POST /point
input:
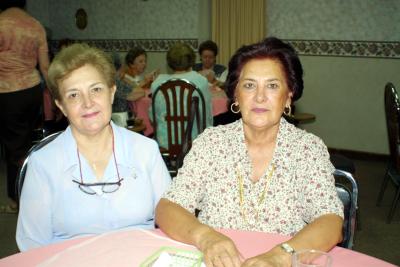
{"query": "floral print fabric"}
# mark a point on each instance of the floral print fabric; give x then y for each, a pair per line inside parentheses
(299, 189)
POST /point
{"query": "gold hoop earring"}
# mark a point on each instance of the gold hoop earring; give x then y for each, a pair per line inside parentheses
(234, 104)
(288, 111)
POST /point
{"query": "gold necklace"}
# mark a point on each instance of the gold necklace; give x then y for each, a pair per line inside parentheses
(261, 199)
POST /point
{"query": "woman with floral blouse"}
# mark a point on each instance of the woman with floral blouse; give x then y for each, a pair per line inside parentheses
(259, 173)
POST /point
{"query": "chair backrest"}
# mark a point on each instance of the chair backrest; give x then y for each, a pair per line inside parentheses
(347, 190)
(21, 176)
(178, 95)
(392, 114)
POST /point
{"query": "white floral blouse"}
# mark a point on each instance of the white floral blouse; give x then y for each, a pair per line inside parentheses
(296, 188)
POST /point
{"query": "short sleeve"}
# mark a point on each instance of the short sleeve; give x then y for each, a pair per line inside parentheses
(188, 187)
(34, 227)
(317, 184)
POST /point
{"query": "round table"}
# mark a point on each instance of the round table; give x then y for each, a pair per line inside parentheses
(132, 247)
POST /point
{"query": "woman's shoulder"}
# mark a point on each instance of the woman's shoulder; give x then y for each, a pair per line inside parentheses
(50, 151)
(301, 138)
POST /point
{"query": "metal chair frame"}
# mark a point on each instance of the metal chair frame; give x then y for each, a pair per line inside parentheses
(21, 176)
(179, 119)
(349, 198)
(392, 114)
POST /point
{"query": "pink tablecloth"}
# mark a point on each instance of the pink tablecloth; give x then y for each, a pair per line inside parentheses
(130, 248)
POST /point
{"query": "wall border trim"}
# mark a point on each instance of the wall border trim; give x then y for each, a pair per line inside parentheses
(123, 45)
(373, 49)
(336, 48)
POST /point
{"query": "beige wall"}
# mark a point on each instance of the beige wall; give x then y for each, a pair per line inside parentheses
(346, 94)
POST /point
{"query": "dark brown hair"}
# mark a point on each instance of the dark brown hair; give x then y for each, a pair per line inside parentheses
(269, 48)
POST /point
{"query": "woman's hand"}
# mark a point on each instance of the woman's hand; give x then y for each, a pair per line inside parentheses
(273, 258)
(218, 249)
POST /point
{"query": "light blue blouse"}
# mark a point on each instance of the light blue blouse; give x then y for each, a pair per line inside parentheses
(53, 208)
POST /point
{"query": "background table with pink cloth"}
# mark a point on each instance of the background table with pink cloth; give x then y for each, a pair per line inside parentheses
(219, 101)
(131, 247)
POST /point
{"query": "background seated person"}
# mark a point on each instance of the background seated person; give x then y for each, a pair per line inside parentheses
(208, 52)
(259, 173)
(180, 58)
(95, 176)
(132, 73)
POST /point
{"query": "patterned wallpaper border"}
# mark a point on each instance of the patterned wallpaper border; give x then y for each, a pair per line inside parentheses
(123, 45)
(371, 49)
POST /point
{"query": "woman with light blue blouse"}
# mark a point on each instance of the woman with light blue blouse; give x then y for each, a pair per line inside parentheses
(95, 177)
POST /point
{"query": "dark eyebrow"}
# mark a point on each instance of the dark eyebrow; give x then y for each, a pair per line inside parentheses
(273, 80)
(97, 83)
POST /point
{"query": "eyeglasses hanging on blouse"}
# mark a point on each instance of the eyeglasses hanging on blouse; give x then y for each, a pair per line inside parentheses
(105, 187)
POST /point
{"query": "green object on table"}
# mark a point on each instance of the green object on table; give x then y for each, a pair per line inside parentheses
(175, 257)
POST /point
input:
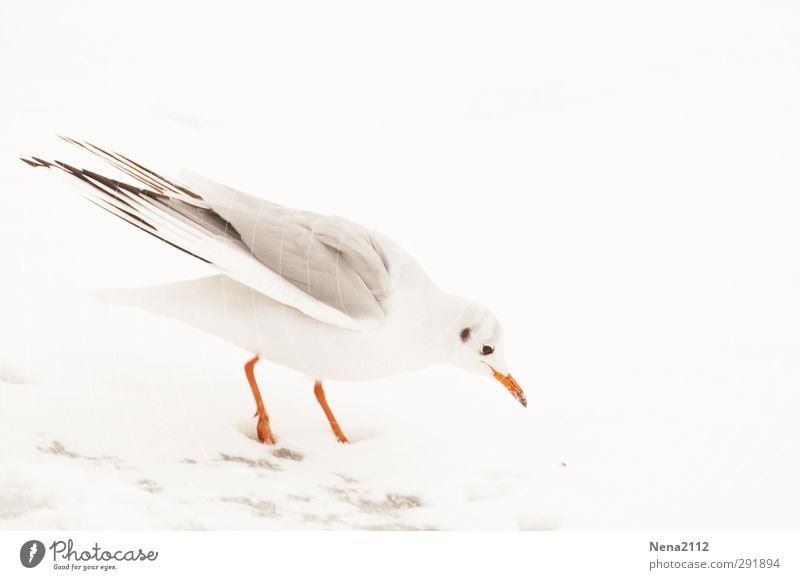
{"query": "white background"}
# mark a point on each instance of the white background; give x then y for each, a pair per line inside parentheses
(617, 180)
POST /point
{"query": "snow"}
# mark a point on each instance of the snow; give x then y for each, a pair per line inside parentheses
(617, 181)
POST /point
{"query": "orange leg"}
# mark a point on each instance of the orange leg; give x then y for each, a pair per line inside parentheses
(262, 428)
(328, 413)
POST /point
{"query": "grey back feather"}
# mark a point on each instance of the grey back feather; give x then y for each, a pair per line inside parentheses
(335, 261)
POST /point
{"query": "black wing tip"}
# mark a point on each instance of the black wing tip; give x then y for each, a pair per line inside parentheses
(35, 162)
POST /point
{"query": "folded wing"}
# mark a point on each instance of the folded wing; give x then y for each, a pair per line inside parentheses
(325, 266)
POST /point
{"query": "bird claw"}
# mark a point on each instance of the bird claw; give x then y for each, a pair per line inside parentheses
(264, 432)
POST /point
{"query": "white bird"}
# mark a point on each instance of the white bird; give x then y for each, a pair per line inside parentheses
(315, 293)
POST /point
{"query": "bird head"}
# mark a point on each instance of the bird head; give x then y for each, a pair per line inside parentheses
(479, 347)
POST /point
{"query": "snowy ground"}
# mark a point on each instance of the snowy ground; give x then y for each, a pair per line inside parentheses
(618, 183)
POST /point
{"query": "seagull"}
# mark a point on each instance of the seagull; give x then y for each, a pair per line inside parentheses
(316, 293)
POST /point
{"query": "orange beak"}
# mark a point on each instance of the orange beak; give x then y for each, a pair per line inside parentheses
(512, 386)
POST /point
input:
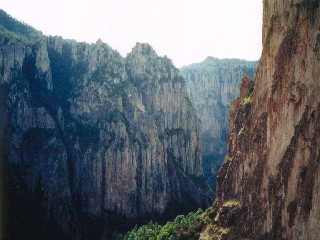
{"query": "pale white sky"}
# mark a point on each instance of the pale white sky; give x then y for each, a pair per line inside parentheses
(187, 31)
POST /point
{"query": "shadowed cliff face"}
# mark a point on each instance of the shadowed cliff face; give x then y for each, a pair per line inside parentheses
(212, 85)
(272, 164)
(86, 133)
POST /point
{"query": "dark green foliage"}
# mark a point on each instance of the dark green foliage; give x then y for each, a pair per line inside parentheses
(182, 227)
(12, 31)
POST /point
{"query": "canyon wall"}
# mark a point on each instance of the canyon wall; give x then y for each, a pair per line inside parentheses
(272, 166)
(212, 85)
(87, 135)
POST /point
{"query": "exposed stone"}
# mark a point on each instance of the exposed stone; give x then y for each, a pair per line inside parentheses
(272, 164)
(212, 85)
(88, 134)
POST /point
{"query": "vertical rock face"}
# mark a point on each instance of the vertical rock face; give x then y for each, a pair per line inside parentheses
(86, 133)
(212, 85)
(273, 160)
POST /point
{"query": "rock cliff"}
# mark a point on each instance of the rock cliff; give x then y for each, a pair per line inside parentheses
(272, 166)
(212, 85)
(87, 135)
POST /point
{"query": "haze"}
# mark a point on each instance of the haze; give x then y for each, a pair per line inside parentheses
(187, 31)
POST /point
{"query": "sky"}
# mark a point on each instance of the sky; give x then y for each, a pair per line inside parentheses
(187, 31)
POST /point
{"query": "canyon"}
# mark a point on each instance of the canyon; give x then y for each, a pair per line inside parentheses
(269, 182)
(89, 137)
(212, 85)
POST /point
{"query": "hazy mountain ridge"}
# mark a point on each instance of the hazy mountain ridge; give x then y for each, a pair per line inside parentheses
(87, 133)
(212, 85)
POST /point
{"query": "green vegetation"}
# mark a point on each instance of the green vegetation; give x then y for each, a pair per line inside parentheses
(182, 227)
(12, 31)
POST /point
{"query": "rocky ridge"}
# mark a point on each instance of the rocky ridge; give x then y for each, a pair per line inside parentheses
(272, 165)
(87, 135)
(212, 85)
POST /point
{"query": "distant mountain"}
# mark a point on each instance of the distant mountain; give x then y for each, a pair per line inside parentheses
(212, 85)
(13, 31)
(89, 138)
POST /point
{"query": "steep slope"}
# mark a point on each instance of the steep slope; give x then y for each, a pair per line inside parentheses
(272, 165)
(212, 85)
(87, 135)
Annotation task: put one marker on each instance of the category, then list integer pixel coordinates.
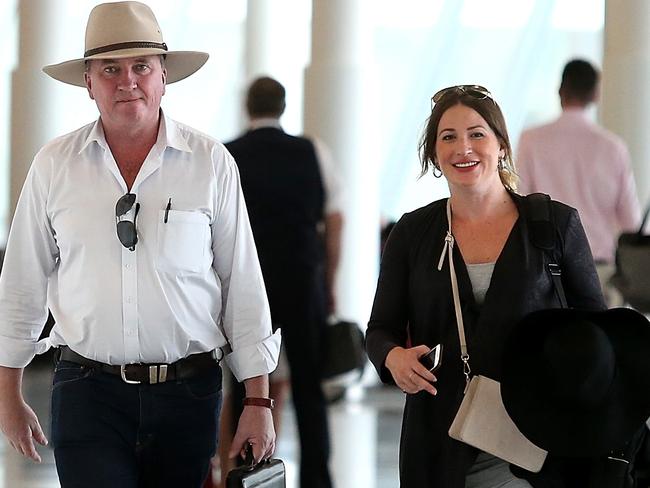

==========

### Problem to solve:
Find and copy every line of the records that contains the string "hand", treating case as significant.

### Expected output:
{"query": "woman's hand"}
# mark a point on each instance of the woman's hand; give x then y for each, a pair per line inside parentheses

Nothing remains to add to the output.